Given task A - Please print the part of the encryption key management post that opens with the words containing "Top 5 Barriers" and closes with "easy to deploy.".
Given task B - What three qualities does the encryption key management post say encryption key management should have?

Article -
============================================================

Top 5 Barriers to Good Encryption Key Management

Posted by Liz Townsend on Apr 3, 2013 9:31:00 AM

If you're starting an encryption key management project, you should always know the warning signs of obstacles that might make your project way more difficult and costly than it needs to be. We often see companies who have recently failed a data security audit, or realize that they are about to, because they didn't watch out for these pitfalls before they began an encryption key management project.

encryption-key-management-simplified 1. Complicated Project Requiring Outside Consultants and Time
If you find yourself bogged down by hiring outside consultants (beyond your encryption key management vendor) to help you set up and run your encryption key management system, you're probably headed for trouble. Encryption key management should be simple, straightforward, and easy to deploy.

2. No Certifications
NIST certifications are a must when it comes to implementing good encryption key management. In order to meet compliance for PCI-DSS, GLBA/FFIEC, FISMA, and other compliance regulations, always use NIST-certified AES encryption and FIPS 140-2 compliant encryption key management. Your QSA or other data security auditor will look for these certifications.

============================================================

Listing -
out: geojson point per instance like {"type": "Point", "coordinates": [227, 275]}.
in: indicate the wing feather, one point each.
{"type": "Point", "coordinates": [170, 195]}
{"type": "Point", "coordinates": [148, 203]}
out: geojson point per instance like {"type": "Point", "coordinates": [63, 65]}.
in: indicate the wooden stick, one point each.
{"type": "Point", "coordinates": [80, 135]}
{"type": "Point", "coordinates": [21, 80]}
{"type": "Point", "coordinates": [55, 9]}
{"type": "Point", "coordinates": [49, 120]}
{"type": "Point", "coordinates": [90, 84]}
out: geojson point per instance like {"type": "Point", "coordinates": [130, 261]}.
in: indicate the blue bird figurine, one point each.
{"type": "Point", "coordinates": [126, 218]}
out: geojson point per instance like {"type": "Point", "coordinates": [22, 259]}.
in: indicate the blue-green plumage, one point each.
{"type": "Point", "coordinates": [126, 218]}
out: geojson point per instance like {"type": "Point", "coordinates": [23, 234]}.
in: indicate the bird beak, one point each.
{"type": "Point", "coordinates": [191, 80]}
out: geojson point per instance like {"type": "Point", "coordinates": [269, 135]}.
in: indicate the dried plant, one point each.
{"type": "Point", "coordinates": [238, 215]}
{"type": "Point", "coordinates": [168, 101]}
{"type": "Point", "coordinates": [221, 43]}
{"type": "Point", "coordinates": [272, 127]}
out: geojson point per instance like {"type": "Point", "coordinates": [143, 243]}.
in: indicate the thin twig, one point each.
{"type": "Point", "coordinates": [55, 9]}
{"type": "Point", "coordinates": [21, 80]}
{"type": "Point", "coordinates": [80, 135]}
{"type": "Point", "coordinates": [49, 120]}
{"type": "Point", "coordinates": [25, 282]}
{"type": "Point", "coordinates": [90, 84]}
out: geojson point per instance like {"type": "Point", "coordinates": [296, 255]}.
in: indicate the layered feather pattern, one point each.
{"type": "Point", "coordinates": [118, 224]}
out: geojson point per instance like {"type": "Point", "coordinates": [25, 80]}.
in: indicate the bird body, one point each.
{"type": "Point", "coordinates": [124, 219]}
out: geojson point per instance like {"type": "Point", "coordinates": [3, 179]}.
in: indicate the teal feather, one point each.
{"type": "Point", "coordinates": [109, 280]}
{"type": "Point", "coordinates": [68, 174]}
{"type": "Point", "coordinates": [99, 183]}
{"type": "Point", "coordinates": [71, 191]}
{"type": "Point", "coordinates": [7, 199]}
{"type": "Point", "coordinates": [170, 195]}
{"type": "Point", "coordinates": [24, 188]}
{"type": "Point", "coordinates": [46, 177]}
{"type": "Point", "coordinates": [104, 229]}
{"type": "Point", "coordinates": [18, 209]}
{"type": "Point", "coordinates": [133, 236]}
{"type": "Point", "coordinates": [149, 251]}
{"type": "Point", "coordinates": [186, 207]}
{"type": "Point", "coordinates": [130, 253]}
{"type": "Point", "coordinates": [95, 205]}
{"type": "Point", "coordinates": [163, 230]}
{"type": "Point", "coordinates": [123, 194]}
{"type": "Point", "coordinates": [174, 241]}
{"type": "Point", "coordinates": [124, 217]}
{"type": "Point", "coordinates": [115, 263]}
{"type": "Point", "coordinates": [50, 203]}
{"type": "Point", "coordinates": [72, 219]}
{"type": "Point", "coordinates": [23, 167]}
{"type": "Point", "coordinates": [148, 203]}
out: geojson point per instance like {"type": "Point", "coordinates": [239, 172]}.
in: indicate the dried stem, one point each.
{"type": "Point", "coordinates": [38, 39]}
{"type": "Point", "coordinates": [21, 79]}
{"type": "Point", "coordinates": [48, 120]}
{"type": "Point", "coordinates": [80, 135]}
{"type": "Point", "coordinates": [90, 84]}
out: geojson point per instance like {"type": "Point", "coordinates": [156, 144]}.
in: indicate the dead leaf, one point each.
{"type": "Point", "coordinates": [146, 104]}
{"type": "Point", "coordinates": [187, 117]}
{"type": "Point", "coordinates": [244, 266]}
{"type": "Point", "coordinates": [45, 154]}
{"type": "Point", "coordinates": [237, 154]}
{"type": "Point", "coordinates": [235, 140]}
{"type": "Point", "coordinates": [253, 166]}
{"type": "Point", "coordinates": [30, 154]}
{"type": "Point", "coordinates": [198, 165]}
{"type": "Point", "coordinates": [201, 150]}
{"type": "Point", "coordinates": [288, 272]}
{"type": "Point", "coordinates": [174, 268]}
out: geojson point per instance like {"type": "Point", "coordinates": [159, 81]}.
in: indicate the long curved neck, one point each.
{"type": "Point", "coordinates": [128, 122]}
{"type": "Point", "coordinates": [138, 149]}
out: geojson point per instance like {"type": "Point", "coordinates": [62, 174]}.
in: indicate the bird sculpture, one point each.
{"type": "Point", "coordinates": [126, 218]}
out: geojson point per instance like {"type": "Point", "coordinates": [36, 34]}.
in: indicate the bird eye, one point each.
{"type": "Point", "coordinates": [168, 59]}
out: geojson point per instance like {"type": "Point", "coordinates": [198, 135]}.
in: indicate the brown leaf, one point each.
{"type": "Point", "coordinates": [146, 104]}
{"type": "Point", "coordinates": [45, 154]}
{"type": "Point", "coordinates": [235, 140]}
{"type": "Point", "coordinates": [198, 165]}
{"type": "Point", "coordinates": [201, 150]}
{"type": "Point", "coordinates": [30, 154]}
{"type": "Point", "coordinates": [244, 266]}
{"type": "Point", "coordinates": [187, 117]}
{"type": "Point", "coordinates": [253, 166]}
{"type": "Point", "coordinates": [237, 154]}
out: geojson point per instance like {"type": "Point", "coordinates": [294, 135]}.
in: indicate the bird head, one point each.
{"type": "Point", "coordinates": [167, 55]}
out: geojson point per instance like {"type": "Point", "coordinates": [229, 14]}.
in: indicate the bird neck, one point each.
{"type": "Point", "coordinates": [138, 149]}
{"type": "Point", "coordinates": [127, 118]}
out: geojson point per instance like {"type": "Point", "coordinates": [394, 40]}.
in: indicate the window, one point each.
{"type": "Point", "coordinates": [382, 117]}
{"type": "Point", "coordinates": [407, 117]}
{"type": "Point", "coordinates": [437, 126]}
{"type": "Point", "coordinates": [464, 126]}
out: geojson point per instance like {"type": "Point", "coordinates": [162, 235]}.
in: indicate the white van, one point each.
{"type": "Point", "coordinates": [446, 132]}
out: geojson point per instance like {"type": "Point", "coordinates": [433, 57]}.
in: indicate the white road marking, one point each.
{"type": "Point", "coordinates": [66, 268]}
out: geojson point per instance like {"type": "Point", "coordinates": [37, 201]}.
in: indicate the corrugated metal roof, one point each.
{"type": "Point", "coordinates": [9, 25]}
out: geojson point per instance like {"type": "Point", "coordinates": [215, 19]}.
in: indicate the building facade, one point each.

============================================================

Full response A -
Top 5 Barriers to Good Encryption Key Management

Posted by Liz Townsend on Apr 3, 2013 9:31:00 AM

If you're starting an encryption key management project, you should always know the warning signs of obstacles that might make your project way more difficult and costly than it needs to be. We often see companies who have recently failed a data security audit, or realize that they are about to, because they didn't watch out for these pitfalls before they began an encryption key management project.

encryption-key-management-simplified 1. Complicated Project Requiring Outside Consultants and Time
If you find yourself bogged down by hiring outside consultants (beyond your encryption key management vendor) to help you set up and run your encryption key management system, you're probably headed for trouble. Encryption key management should be simple, straightforward, and easy to deploy.

Full response B - It should be simple, straightforward, and easy to deploy.